> Page extract:
──────

Anxiety and Depression

Understanding your anxiety and depression means

  • looking at how your thoughts, behaviors and feelings interact to decrease anxiety and depression, while promoting growth and meaningful connection;

  • exploring your relationships and your ability to be your true self within these relationships;

  • examining your core beliefs and becoming more authentic.

How will therapy help?

In therapy, we will examine how your thoughts and behaviors impact your feelings. More specifically, we will look at how your core beliefs and automatic negative thoughts impact your feelings and behaviors. Restructuring these thoughts results in improved coping, mood and anxiety. All of this occurs within the context of your relationships.

Why are relationships important?

We are hardwired for connection. Neuroscience—Including brain imaging studies— shows us that the brain grows within a connecting relationship. When we have supportive, nurturing relationships, we function better not only cognitively, but emotionally. When we have stressful, disconnecting relationships, we can experience sadness, anxiety, disconnection and isolation.

How are our brains related to our emotions?

Our emotions are housed in the limbic system of our brains. Various parts of the limbic system affect how our emotions are triggered, how we respond to this triggered emotion, how we interpret and remember events, and how we regulate our expression of emotion. More information about the brain and our emotions can be found here.

──────

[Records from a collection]
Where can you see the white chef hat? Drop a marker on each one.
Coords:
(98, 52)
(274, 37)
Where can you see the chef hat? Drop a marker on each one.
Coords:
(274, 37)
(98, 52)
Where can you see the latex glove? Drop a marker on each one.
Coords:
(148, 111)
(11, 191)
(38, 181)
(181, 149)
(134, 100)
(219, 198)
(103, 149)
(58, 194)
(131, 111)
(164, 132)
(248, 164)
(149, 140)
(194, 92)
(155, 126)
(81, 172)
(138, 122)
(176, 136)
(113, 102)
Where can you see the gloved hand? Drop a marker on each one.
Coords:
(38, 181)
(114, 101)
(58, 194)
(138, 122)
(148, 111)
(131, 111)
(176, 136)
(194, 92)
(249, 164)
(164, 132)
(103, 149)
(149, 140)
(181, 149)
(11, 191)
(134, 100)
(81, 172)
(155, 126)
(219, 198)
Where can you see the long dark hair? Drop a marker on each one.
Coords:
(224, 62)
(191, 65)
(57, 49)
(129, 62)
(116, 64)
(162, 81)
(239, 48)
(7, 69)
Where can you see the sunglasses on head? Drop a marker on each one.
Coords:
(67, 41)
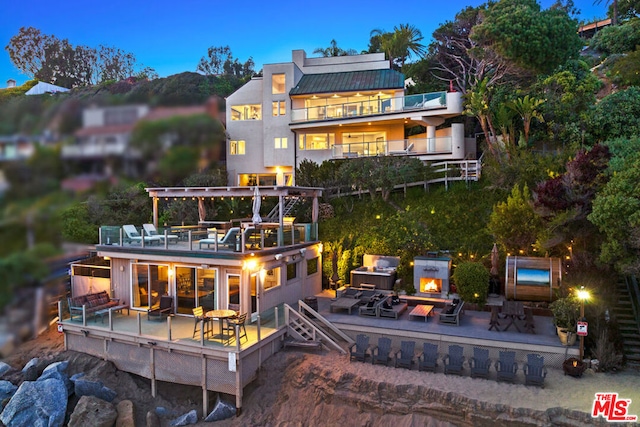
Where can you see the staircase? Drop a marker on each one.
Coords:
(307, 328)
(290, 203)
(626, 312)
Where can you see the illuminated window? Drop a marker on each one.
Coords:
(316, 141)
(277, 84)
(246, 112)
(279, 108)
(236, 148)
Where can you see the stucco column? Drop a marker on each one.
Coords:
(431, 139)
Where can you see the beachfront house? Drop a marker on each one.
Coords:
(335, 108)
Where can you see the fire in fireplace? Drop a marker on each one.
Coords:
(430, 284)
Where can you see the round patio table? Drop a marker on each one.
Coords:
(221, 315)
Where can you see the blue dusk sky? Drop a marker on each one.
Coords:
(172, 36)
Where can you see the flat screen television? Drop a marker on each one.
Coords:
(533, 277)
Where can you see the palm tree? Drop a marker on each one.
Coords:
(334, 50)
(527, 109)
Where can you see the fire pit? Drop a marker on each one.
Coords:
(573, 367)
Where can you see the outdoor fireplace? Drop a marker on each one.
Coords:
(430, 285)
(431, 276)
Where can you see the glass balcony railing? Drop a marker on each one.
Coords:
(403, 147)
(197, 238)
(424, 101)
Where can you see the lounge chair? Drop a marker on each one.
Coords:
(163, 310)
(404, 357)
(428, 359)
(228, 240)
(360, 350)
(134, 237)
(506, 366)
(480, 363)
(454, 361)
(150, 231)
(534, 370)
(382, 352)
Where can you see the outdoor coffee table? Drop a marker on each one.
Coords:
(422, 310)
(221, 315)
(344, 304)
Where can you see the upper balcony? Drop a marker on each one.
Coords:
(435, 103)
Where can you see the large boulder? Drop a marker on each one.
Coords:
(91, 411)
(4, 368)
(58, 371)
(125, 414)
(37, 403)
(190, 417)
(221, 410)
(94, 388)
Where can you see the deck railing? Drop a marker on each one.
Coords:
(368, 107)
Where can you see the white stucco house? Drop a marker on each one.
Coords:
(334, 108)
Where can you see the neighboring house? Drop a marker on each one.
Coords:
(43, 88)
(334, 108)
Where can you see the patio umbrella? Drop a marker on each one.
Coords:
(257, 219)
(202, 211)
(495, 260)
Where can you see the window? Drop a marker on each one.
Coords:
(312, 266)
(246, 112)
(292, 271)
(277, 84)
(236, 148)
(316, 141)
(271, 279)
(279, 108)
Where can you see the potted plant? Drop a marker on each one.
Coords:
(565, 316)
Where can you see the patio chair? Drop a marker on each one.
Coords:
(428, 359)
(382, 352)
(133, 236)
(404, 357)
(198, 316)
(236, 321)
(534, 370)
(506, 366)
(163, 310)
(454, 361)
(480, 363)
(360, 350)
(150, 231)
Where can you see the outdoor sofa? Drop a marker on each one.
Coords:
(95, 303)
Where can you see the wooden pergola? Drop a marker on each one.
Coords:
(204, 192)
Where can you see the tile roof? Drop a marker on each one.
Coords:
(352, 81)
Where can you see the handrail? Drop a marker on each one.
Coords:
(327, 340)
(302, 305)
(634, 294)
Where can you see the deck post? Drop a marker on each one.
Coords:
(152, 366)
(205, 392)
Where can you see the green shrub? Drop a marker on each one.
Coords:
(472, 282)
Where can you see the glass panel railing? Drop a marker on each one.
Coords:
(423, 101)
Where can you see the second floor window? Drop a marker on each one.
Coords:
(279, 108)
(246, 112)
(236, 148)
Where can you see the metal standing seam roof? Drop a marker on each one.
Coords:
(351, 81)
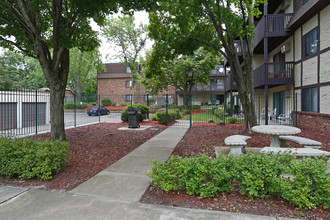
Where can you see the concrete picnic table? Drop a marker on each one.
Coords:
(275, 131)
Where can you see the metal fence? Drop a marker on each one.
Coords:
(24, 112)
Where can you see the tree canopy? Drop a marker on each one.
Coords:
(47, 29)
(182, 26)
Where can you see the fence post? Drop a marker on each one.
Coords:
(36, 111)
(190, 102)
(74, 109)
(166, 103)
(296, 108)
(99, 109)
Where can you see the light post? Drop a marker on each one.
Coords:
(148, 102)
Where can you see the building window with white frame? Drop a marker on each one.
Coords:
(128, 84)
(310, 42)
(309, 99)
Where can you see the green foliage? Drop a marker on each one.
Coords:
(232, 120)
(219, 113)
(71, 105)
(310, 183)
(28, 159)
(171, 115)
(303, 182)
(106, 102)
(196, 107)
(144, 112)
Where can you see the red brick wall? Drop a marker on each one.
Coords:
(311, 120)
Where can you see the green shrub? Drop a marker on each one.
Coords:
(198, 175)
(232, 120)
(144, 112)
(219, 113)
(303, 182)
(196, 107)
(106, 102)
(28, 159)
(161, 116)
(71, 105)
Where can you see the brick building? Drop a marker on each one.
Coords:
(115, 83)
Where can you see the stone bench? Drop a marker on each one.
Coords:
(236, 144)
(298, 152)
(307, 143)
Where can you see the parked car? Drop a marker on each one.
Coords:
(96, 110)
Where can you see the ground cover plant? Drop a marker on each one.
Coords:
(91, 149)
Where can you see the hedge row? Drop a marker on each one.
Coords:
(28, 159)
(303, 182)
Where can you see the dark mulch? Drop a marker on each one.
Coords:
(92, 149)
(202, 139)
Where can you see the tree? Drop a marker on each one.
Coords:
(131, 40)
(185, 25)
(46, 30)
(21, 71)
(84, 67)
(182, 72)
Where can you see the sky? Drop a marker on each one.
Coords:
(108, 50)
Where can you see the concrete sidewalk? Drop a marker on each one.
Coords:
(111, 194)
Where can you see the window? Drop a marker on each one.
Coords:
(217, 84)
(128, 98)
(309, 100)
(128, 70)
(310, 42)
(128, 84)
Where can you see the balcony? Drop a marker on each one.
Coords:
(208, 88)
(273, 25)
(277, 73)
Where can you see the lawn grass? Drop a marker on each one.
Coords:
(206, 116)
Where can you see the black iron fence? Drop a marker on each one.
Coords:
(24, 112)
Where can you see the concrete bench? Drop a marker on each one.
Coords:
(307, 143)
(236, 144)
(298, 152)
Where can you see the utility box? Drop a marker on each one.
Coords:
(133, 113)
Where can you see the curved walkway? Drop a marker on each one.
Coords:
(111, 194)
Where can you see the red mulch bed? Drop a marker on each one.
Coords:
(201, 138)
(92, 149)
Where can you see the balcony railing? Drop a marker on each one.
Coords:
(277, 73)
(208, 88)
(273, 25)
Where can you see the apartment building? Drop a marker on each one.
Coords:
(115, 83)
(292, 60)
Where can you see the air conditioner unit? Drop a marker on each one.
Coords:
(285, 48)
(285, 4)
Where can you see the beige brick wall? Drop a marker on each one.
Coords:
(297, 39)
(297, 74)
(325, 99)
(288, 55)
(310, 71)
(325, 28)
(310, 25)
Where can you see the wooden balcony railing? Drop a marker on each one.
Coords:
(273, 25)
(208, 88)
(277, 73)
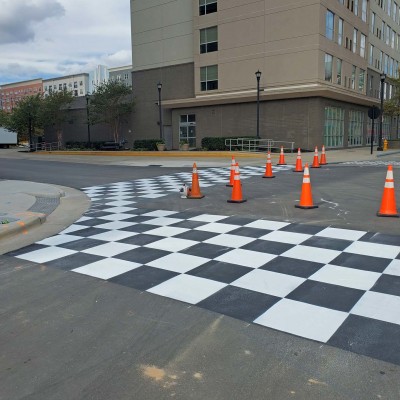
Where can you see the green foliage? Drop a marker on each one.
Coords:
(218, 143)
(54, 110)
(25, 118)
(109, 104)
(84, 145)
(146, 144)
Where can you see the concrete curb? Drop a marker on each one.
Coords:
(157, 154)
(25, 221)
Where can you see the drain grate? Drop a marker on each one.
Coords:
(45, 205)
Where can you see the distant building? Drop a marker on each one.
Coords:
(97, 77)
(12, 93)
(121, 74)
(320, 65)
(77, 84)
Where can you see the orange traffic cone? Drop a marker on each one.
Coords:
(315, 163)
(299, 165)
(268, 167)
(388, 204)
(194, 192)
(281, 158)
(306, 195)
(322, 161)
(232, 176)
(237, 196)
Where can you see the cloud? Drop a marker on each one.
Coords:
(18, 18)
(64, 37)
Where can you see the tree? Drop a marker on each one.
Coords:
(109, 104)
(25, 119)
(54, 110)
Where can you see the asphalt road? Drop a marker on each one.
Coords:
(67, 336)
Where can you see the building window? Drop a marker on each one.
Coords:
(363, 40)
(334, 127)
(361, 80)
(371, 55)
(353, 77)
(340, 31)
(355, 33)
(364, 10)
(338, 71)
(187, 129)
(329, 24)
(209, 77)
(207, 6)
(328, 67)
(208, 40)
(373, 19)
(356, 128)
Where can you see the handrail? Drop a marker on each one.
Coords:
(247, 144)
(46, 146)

──────

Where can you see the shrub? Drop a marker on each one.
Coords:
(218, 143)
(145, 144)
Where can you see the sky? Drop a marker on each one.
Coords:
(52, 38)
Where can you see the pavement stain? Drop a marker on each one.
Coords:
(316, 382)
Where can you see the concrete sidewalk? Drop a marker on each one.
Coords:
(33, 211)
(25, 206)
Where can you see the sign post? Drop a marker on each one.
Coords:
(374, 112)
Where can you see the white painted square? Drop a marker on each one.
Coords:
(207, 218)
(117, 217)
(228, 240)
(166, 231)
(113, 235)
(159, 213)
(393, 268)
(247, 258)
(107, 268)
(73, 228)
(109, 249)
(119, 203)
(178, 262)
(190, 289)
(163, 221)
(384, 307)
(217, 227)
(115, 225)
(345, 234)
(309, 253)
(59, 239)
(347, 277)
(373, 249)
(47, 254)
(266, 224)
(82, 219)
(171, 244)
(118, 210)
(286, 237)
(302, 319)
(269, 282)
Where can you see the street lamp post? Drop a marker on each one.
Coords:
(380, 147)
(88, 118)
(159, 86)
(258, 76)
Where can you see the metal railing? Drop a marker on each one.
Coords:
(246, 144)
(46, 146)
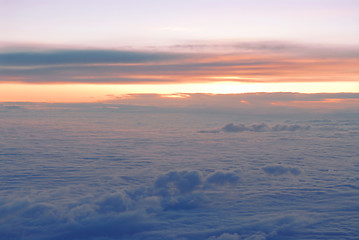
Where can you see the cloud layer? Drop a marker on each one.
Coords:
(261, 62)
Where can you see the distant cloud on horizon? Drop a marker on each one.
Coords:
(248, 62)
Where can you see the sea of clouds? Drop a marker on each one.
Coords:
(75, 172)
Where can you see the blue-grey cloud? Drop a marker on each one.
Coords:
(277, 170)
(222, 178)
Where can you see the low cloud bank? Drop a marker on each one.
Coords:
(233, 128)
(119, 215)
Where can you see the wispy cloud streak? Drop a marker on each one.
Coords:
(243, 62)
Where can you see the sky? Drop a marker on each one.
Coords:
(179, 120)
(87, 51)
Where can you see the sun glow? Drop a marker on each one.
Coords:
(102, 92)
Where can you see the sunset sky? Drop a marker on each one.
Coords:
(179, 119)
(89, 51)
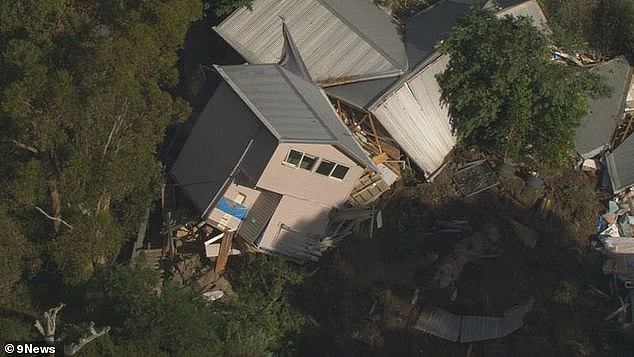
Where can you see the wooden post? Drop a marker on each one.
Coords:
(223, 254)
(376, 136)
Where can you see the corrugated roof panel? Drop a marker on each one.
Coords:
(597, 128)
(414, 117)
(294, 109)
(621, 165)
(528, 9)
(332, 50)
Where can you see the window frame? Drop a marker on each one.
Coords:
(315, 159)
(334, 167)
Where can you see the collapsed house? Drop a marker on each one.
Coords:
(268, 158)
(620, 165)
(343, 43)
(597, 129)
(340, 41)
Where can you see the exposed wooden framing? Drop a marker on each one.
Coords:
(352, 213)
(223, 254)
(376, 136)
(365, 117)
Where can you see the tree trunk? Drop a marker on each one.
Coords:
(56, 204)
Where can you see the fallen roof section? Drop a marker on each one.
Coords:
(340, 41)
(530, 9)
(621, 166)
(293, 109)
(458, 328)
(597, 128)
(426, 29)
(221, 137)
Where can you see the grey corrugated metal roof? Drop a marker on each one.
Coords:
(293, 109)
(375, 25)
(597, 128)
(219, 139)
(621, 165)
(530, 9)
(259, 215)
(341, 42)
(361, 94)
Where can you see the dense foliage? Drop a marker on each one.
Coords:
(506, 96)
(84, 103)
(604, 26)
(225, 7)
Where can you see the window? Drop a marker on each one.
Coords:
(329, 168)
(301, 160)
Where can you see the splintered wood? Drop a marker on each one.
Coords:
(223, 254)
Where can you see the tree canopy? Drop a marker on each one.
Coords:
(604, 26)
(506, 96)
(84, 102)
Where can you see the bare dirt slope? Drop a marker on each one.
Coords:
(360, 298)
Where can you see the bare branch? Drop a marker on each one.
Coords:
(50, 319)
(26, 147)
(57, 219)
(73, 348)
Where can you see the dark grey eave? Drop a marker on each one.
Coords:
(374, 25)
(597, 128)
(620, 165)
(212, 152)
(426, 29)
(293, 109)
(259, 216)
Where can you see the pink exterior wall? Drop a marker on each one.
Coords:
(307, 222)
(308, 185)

──────

> What is being asked:
Retype the full text on anxiety and depression word for word. The records have no connection to the text on anxiety and depression.

> Finished exercise:
Anxiety and Depression

Understanding your anxiety and depression means

  • looking at how your thoughts, behaviors and feelings interact to decrease anxiety and depression, while promoting growth and meaningful connection;

  • exploring your relationships and your ability to be your true self within these relationships;

  • examining your core beliefs and becoming more authentic.

How will therapy help?

In therapy, we will examine how your thoughts and behaviors impact your feelings. More specifically, we will look at how your core beliefs and automatic negative thoughts impact your feelings and behaviors. Restructuring these thoughts results in improved coping, mood and anxiety. All of this occurs within the context of your relationships.

Why are relationships important?

We are hardwired for connection. Neuroscience—Including brain imaging studies— shows us that the brain grows within a connecting relationship. When we have supportive, nurturing relationships, we function better not only cognitively, but emotionally. When we have stressful, disconnecting relationships, we can experience sadness, anxiety, disconnection and isolation.

How are our brains related to our emotions?

Our emotions are housed in the limbic system of our brains. Various parts of the limbic system affect how our emotions are triggered, how we respond to this triggered emotion, how we interpret and remember events, and how we regulate our expression of emotion. More information about the brain and our emotions can be found here.